EXERCISE DETAILS: Swap each "Pick out" in the lines below for "Mark", and leave everything else unchanged.

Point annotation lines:
┄┄┄┄┄┄
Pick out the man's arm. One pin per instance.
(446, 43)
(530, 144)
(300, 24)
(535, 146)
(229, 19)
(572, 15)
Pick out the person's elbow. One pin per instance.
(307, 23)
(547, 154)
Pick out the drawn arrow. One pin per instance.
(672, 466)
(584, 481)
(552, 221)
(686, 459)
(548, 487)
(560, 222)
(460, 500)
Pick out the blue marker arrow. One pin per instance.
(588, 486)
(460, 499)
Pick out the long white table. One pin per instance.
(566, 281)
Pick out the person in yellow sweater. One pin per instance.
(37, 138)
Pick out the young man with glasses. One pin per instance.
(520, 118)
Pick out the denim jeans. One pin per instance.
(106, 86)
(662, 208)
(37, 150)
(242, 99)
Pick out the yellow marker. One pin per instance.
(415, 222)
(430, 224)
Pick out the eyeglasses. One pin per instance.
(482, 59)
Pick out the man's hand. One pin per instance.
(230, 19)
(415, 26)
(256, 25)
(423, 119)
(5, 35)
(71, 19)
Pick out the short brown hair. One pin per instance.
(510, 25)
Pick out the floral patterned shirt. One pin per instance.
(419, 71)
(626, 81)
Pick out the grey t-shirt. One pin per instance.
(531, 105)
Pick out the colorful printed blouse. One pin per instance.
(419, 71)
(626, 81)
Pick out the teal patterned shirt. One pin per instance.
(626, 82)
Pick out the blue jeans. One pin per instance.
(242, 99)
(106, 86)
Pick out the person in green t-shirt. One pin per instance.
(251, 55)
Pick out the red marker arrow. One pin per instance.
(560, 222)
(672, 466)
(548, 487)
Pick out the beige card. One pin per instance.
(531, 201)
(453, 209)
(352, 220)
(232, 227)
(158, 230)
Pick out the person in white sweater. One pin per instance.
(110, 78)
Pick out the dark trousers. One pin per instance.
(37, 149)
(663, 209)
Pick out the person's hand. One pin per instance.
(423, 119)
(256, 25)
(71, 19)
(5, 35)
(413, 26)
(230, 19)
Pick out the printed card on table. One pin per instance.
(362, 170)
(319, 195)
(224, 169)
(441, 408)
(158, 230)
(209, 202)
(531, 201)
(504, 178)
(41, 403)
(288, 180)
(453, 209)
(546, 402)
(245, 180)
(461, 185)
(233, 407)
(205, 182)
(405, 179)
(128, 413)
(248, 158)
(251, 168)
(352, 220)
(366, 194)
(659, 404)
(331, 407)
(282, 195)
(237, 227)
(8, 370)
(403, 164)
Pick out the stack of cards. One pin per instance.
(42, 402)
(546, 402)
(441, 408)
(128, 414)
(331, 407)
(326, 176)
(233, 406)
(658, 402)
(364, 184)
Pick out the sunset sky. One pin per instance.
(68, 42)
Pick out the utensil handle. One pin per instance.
┄┄┄┄┄┄
TASK SOLUTION:
Mark the man's arm. One pin per instance.
(446, 43)
(530, 144)
(300, 24)
(535, 146)
(229, 19)
(572, 15)
Mark the person's elbow. One pin per instance.
(307, 23)
(547, 154)
Mark the drawn arrow. One pin per instance.
(672, 466)
(584, 481)
(552, 221)
(686, 459)
(548, 487)
(560, 222)
(460, 500)
Mark the blue marker arrow. One pin per instance.
(588, 486)
(460, 499)
Mark the long white table. One pin per instance.
(566, 281)
Mark the person in yellow sweater. One pin per instance.
(37, 138)
Mark the young man with glasses. One pin per instance.
(520, 118)
Mark the denim jeans. One pin per instance.
(106, 86)
(662, 208)
(37, 150)
(242, 99)
Mark the yellow marker. One pin per instance.
(415, 222)
(430, 224)
Mark the eyeglasses. One pin per instance.
(482, 59)
Mark the man's hand. One pin per instance.
(230, 19)
(415, 26)
(256, 25)
(423, 119)
(5, 35)
(71, 19)
Mark the short brown hair. One pin per instance.
(510, 25)
Mark the floral patterned shirt. One pin per instance.
(419, 71)
(626, 81)
Mark the grey t-shirt. One pin per instance.
(531, 105)
Mark the colorful printed blouse. One pin per instance.
(419, 71)
(626, 81)
Mark the teal patterned shirt. One pin per instance.
(626, 82)
Mark the blue jeans. One pin per instance.
(242, 99)
(106, 86)
Mark the person in green t-shirt. One pin per instance.
(251, 55)
Mark the red marker arrow. One pin per instance.
(560, 222)
(672, 466)
(548, 487)
Mark the beige card. One pin per instance.
(531, 201)
(453, 209)
(352, 220)
(232, 227)
(158, 230)
Mark the person in white sweater. One pin per instance.
(110, 78)
Mark the dark trousers. One pin per instance.
(37, 149)
(663, 209)
Mark the person's hand. One pin per instance.
(423, 119)
(256, 25)
(71, 19)
(5, 35)
(413, 26)
(230, 19)
Mark the printed card on table. One pin per instance.
(362, 170)
(319, 195)
(224, 169)
(441, 408)
(158, 230)
(209, 202)
(531, 201)
(504, 178)
(41, 403)
(288, 180)
(453, 209)
(546, 402)
(245, 180)
(461, 185)
(233, 407)
(205, 182)
(405, 179)
(128, 413)
(248, 158)
(251, 168)
(352, 220)
(366, 194)
(659, 404)
(331, 407)
(282, 195)
(237, 227)
(8, 370)
(403, 164)
Mark the stack of cards. One pin per instance.
(42, 402)
(546, 402)
(441, 408)
(128, 414)
(331, 407)
(326, 176)
(233, 406)
(658, 402)
(364, 184)
Mark the sunset sky. One pin per instance.
(68, 42)
Mark the utensil handle. One pin per instance.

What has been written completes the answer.